▸ **TASK 1**: Reproduce the passage of the plane-building log that begins with the words "Had to take" and ends with "project. Gotcha dear!".

▸ **PAGE**:
————

It took about a half hour and at that point it was late. I decided to cut  at least one to final shape to see what I was up against and to plan the next build session. You can see it clecoed to the skin above.

My builder friend was right, it is good to simply get out and do something, even if it is a little research.

Categories: Rudder

Rudder In Works

August 6th, 2011 No comments

Rudder Work Begins

With the VS now complete and still some hours left in the day, I decided to get started on the Rudder. I laid out the parts on the bench and started with the stiffeners. I split the lengths in two, and then laid them on the skins. I then labeled each and ROUGH cut them to length. Since I had been at it all day, I decided at this point, I should stop and take a break. Better to stop when you are doing well than wait until you make a mistake. So, until next week, have a great Sunday!

Categories: Rudder

VS Final Assembly Complete!

August 6th, 2011 No comments

Another Crew Shot

After getting the lawn mowed, and making a final dump run to get rid of all the larger junk laying around, it was time to get started again on the plane.

Not too many pictures taken today. Too busy working. Had a visit from my other son, Alex (9). He is my reader and my very verbally curious helper. “Dad, why this, why that, how come you…” He stuck around to help hold the VS as I was bucking the rivets on the front spar and the ribs. It was fun to see him get into the process. Asking why Van’s did what they did. It was equally nice to see his nose out of a book. I know, that sounds strange, but it is true.

I got the field rivets bucked and then clecoed on the rear spar. As before, everything just lined up. I was able to use the squeezer for most of the spar and end ribs. The exception was a few rivets near the center hinge brackets. The rivets on the skin/spar are just too close to the brackets for the squeezer flush sets to get in there. The other exceptions were the ribs in the nose of the tip rib. Fortunately, my tungsten bucking bar was just small enough to get in there and get them bucked. There are other methods for doing these and some use blind rivets, but I had success with my bar and gun. Finally, you use 3 blind rivets to nail the center rib in place on the spar. VS DONE!

Another Assembly Down!

Had to take some more shots. (These are required…right?)

It's True Folks, I AM Building a Real Plane

I love showing off my progress to my lovely wife. She is a VERY busy gal with our kids, me, and church responsibilities, so shop visits are fun. While I had her in the shop I set up the HS and VS in near relative position and took this shot. I love how it shows the actual scale of the empennage as well as evidence that she is smiling while being in the presence of the project. Gotcha dear!

Categories: Vertical Stabilizer

Primed and Ready!

————

▸ **DATASET RECORDS**:
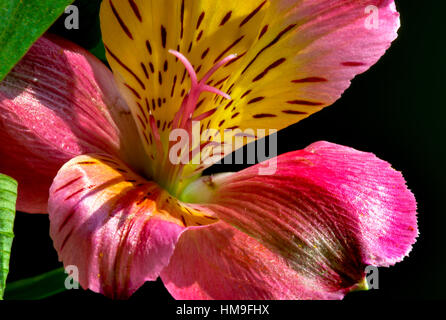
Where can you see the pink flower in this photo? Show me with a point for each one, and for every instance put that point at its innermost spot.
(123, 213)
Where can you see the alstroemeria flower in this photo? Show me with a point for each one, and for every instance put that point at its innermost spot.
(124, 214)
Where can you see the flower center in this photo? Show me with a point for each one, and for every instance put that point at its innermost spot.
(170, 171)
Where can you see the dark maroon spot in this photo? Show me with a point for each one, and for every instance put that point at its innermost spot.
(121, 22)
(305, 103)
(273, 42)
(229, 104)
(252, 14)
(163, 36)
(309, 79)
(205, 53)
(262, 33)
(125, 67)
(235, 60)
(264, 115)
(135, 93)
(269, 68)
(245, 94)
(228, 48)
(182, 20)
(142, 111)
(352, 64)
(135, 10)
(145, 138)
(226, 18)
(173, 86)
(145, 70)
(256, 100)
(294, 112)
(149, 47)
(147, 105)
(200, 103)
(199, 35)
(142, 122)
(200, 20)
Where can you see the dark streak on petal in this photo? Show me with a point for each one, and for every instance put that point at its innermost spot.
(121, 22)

————

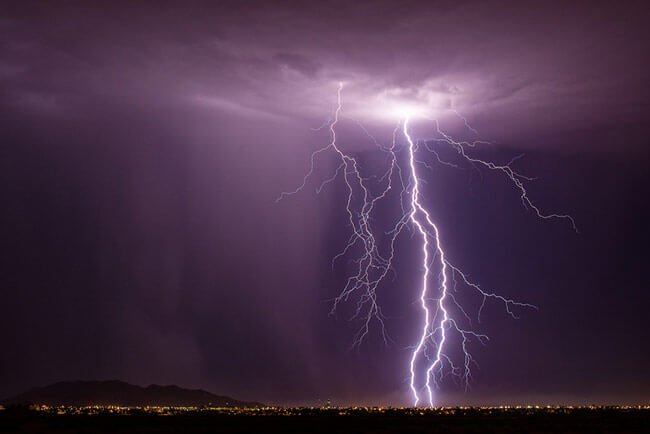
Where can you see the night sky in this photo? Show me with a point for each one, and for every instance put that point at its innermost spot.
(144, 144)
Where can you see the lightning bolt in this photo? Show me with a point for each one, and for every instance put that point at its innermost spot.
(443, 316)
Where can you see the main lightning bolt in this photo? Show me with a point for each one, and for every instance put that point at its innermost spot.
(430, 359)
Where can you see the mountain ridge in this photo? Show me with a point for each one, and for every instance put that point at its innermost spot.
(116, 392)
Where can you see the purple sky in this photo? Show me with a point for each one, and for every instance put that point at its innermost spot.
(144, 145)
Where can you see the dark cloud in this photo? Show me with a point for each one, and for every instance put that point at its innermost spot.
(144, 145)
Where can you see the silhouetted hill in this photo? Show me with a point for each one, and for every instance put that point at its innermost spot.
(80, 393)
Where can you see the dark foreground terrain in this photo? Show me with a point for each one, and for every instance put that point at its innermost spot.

————

▸ **TASK 2**: Return every line of the listing above that contains the string "flower", treating case as significant.

▸ **REPLY 1**:
Had to take some more shots. (These are required…right?)

It's True Folks, I AM Building a Real Plane

I love showing off my progress to my lovely wife. She is a VERY busy gal with our kids, me, and church responsibilities, so shop visits are fun. While I had her in the shop I set up the HS and VS in near relative position and took this shot. I love how it shows the actual scale of the empennage as well as evidence that she is smiling while being in the presence of the project. Gotcha dear!

▸ **REPLY 2**:
Where can you see the pink flower in this photo? Show me with a point for each one, and for every instance put that point at its innermost spot.
Where can you see the alstroemeria flower in this photo? Show me with a point for each one, and for every instance put that point at its innermost spot.
Where can you see the flower center in this photo? Show me with a point for each one, and for every instance put that point at its innermost spot.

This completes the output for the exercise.